EXERCISE REQUIREMENTS: Format the lines below as a JSON list of strings, one string per line, omitting blank lines.

[Begin]

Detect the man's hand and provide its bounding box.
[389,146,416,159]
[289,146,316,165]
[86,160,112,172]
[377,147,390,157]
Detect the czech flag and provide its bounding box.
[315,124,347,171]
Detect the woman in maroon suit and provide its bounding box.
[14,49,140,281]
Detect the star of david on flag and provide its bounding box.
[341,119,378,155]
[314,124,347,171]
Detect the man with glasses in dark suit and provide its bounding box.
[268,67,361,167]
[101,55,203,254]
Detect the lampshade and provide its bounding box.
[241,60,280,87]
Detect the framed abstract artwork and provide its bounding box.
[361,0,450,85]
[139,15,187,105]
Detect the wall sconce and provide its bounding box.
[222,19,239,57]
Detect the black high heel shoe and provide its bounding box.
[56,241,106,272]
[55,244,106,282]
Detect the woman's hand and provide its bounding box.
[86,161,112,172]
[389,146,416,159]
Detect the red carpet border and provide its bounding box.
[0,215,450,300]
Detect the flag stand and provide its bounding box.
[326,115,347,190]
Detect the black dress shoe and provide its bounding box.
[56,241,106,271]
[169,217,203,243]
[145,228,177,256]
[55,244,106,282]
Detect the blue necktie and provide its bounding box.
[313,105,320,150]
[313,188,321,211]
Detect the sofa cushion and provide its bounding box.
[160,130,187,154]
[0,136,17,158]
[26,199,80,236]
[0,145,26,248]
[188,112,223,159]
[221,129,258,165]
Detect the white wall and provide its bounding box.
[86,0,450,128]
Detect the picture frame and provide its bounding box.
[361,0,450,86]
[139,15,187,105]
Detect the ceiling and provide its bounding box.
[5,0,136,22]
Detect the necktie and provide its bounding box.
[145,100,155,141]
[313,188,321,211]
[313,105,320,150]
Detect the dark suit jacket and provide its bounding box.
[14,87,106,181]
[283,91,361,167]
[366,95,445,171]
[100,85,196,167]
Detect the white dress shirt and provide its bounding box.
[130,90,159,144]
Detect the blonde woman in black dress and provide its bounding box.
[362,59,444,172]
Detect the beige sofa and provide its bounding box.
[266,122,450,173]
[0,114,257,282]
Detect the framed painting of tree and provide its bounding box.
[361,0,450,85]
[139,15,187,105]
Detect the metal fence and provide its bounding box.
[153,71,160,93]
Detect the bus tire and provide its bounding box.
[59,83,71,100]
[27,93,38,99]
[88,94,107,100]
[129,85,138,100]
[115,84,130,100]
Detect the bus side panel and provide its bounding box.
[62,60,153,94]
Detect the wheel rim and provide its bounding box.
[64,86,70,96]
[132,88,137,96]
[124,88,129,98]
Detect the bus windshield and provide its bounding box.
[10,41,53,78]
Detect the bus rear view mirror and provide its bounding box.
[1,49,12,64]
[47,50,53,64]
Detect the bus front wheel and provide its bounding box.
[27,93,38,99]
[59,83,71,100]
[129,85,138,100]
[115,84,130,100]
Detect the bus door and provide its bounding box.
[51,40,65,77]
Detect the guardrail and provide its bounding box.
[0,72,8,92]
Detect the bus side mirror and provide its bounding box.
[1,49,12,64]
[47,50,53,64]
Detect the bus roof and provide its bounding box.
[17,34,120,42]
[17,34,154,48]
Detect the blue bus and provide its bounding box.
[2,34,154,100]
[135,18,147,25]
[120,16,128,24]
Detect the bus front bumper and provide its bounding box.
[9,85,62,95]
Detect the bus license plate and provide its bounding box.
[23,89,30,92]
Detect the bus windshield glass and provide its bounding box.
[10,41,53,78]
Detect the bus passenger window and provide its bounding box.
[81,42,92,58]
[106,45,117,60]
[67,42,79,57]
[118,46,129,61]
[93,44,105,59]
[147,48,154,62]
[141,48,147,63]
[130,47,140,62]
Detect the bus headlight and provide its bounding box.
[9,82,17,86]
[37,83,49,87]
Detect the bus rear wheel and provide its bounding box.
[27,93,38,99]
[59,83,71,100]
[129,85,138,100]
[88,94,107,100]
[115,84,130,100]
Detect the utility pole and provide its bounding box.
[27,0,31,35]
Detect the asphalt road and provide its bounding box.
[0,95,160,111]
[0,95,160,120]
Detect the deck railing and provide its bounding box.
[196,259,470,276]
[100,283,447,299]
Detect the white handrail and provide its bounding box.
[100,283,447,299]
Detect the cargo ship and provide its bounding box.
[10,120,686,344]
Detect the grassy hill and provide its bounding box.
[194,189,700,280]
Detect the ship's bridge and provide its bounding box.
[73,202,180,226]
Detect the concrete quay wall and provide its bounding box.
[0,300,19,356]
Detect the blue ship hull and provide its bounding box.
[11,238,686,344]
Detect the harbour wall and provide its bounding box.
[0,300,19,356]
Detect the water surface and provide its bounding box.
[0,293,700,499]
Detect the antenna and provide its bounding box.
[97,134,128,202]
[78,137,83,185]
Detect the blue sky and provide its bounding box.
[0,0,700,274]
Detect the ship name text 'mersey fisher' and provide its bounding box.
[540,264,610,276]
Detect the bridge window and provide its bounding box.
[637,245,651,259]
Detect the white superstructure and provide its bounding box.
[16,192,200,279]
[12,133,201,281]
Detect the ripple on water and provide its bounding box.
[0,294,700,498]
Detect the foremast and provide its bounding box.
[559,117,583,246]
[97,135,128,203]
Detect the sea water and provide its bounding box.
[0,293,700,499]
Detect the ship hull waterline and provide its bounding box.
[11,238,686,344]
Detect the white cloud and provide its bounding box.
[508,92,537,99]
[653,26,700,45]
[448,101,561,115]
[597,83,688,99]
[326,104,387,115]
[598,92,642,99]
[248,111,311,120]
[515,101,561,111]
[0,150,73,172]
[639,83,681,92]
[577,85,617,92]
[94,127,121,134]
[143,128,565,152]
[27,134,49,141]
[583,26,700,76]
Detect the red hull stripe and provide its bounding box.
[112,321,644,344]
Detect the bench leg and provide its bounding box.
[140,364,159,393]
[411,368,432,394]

[End]

OUTPUT FOR THIS TASK:
[
  "Detect the man's hand and provide its bounding box.",
  "[389,146,416,159]",
  "[289,146,316,165]",
  "[86,160,112,172]",
  "[377,147,390,157]",
  "Detect the czech flag and provide its bounding box.",
  "[315,124,347,171]",
  "Detect the woman in maroon suit and provide its bounding box.",
  "[14,49,140,281]",
  "Detect the star of david on flag and provide its bounding box.",
  "[341,119,378,155]",
  "[314,124,347,171]",
  "Detect the man with glasses in dark suit and provide its bounding box.",
  "[268,67,361,167]",
  "[101,55,203,254]",
  "Detect the lampshade and provide its bounding box.",
  "[241,60,280,87]",
  "Detect the framed abstract artwork and provide its bounding box.",
  "[361,0,450,85]",
  "[139,15,187,105]",
  "Detect the wall sconce and provide its bounding box.",
  "[222,19,239,57]",
  "Detect the black high heel shoe and provide its bounding box.",
  "[56,241,106,272]",
  "[55,244,106,282]",
  "Detect the woman's hand and provide its bounding box.",
  "[86,161,112,172]",
  "[389,146,416,159]",
  "Detect the red carpet border and provide its bounding box.",
  "[0,215,450,300]",
  "Detect the flag stand and provide its bounding box.",
  "[326,115,347,190]",
  "Detect the black dress shoe and provide its bounding box.",
  "[56,241,106,271]",
  "[169,217,203,243]",
  "[145,228,177,256]",
  "[55,244,106,282]",
  "Detect the blue necktie and provide its bounding box.",
  "[313,105,320,150]",
  "[313,188,321,211]",
  "Detect the sofa cushion and provide its bounding box.",
  "[160,130,187,154]",
  "[0,136,17,158]",
  "[26,199,80,236]",
  "[0,145,26,248]",
  "[188,112,223,159]",
  "[221,129,258,165]",
  "Detect the white wall and provide its bounding box.",
  "[86,0,450,128]",
  "Detect the picture frame and provide its bounding box.",
  "[361,0,450,86]",
  "[139,15,187,105]",
  "Detect the ceiling and provide its bounding box.",
  "[5,0,136,22]",
  "Detect the necktie and provide its bounding box.",
  "[145,100,155,141]",
  "[313,188,321,211]",
  "[313,105,320,150]",
  "Detect the dark suit jacket and provide its bounding box.",
  "[14,87,106,181]",
  "[283,91,361,167]",
  "[366,95,445,171]",
  "[100,85,196,167]",
  "Detect the white dress shirt and provide its bounding box.",
  "[130,90,159,144]",
  "Detect the blonde woman in black dress and provide its bounding box.",
  "[362,59,444,172]",
  "Detect the beige sofa and provide its bounding box.",
  "[266,122,450,173]",
  "[0,114,257,282]",
  "Detect the framed painting of tree and provide its bounding box.",
  "[361,0,450,85]",
  "[139,15,187,105]",
  "Detect the metal fence and provide its bounding box.",
  "[153,71,160,93]",
  "Detect the bus tire and provide its bounding box.",
  "[59,83,71,100]",
  "[27,93,38,99]",
  "[88,94,107,100]",
  "[129,85,138,100]",
  "[115,84,130,100]",
  "Detect the bus side panel and provide its bounding box.",
  "[62,60,153,94]",
  "Detect the wheel rim and provide its bounding box.",
  "[64,86,70,96]",
  "[132,88,137,96]",
  "[124,88,129,98]",
  "Detect the bus windshield and provide its bounding box.",
  "[10,41,53,78]",
  "Detect the bus rear view mirror and provide its bounding box.",
  "[1,49,12,64]",
  "[47,50,53,64]",
  "Detect the bus front wheel and provide its bounding box.",
  "[27,93,38,99]",
  "[59,83,71,100]",
  "[129,85,138,100]",
  "[115,84,130,100]",
  "Detect the bus door and provide its bounding box.",
  "[51,40,65,77]",
  "Detect the guardrail and provide its bounding box.",
  "[0,72,8,92]",
  "Detect the bus side mirror and provide its bounding box.",
  "[1,49,12,64]",
  "[47,50,53,64]",
  "Detect the bus roof and provide its bounding box.",
  "[17,34,120,42]",
  "[17,34,154,48]",
  "Detect the blue bus and provide its bounding box.",
  "[2,34,154,100]",
  "[135,18,147,25]",
  "[120,16,128,24]",
  "Detect the bus front bumper and provide its bounding box.",
  "[9,85,62,95]",
  "Detect the bus license plate and provide its bounding box.",
  "[23,89,30,92]",
  "Detect the bus windshield glass and provide its bounding box.",
  "[10,41,53,78]",
  "Detect the bus passenger window and provide its bounding box.",
  "[81,42,92,58]",
  "[106,45,117,60]",
  "[67,42,79,57]",
  "[118,46,129,61]",
  "[93,44,105,59]",
  "[147,48,154,62]",
  "[141,48,147,63]",
  "[130,47,140,62]",
  "Detect the bus headlight and provide its bounding box.",
  "[9,82,17,86]",
  "[37,83,49,87]",
  "Detect the bus rear wheel and provide its bounding box.",
  "[27,93,38,99]",
  "[59,83,71,100]",
  "[129,85,138,100]",
  "[88,94,107,100]",
  "[115,84,130,100]",
  "Detect the utility pole and provide its bounding box.",
  "[27,0,31,35]",
  "Detect the asphalt road and provide its bounding box.",
  "[0,95,160,111]",
  "[0,95,160,120]",
  "Detect the deck railing and provide its bounding box.",
  "[196,259,470,276]",
  "[100,283,447,299]",
  "Detect the white handrail and provide its bounding box.",
  "[100,283,447,299]",
  "Detect the cargo ship and provide its bounding box.",
  "[10,120,686,344]",
  "Detect the grassy hill and provide its bounding box.",
  "[194,189,700,280]",
  "Detect the ship's bridge and provide its bounding box.",
  "[73,202,180,226]",
  "Detect the concrete quay wall and provide its bounding box.",
  "[0,300,19,356]",
  "Detect the blue ship hull and provide its bounding box.",
  "[11,238,686,344]",
  "Detect the harbour wall and provide its bounding box.",
  "[0,300,19,356]",
  "Detect the water surface and provide its bounding box.",
  "[0,293,700,499]",
  "Detect the antenna and provide its bounding box.",
  "[97,134,128,202]",
  "[78,137,83,185]",
  "Detect the blue sky and provide its bounding box.",
  "[0,0,700,274]",
  "Detect the ship name text 'mersey fisher' and provide its bounding box.",
  "[540,264,610,276]",
  "Detect the bridge window and provide its bounding box.",
  "[637,245,651,259]",
  "Detect the white superstructure and provide its bounding box.",
  "[16,192,200,279]",
  "[12,133,201,281]",
  "Detect the ripple on water and provide its bounding box.",
  "[0,294,700,498]",
  "Detect the foremast and provide its bounding box.",
  "[559,117,583,246]",
  "[97,135,128,203]",
  "Detect the sea water and provide its bounding box.",
  "[0,293,700,499]",
  "Detect the ship hull waterline and provide its bounding box.",
  "[11,238,686,344]",
  "Detect the white cloud and provide its bounding box.",
  "[508,92,537,99]",
  "[653,26,700,45]",
  "[448,101,561,115]",
  "[597,83,688,99]",
  "[326,104,387,115]",
  "[598,92,642,99]",
  "[248,111,311,120]",
  "[515,101,561,111]",
  "[0,150,73,172]",
  "[639,83,681,92]",
  "[577,85,617,92]",
  "[94,127,121,134]",
  "[143,128,565,152]",
  "[27,134,49,141]",
  "[583,26,700,76]",
  "Detect the red hull stripe and provide its bounding box.",
  "[112,321,644,344]",
  "Detect the bench leg and provide its bounding box.",
  "[140,364,159,393]",
  "[411,368,432,394]"
]